**TASK DESCRIPTION**: Count the lines in the entries below that contain the string "grassy", and give only that number.

Location identification entries
== == ==
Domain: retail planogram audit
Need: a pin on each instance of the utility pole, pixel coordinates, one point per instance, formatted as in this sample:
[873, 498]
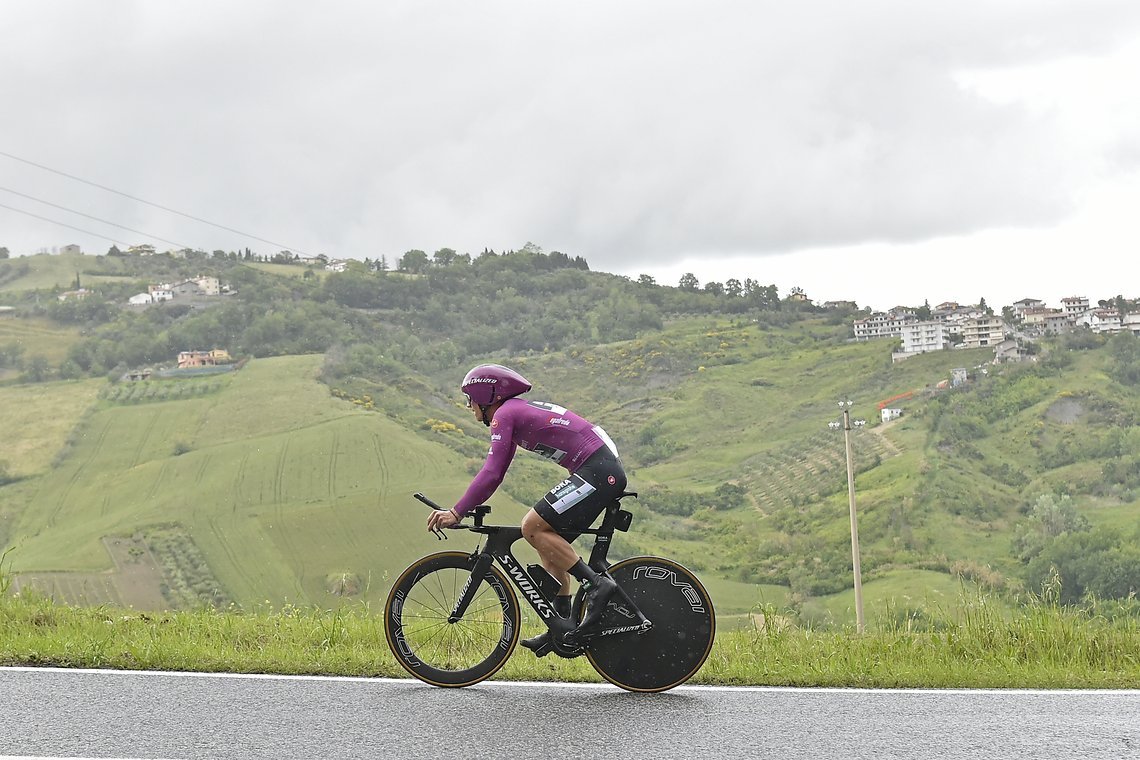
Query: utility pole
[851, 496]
== == ==
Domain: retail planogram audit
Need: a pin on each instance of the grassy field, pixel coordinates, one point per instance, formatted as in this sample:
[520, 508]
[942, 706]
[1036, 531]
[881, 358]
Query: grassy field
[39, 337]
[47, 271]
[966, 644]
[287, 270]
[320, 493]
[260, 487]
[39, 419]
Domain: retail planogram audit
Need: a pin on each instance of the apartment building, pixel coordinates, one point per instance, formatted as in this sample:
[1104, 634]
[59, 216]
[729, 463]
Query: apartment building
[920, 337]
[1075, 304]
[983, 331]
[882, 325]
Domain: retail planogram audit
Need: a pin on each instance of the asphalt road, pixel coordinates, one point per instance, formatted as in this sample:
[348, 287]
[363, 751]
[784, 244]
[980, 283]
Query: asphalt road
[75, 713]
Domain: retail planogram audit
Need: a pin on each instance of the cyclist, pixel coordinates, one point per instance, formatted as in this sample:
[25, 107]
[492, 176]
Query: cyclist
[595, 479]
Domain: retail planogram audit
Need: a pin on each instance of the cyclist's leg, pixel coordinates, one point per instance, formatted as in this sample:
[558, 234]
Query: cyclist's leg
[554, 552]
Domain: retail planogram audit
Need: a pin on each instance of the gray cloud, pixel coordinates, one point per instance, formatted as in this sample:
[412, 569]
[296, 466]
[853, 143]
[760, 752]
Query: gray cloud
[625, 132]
== == ==
**EXERCISE ANSWER**: 2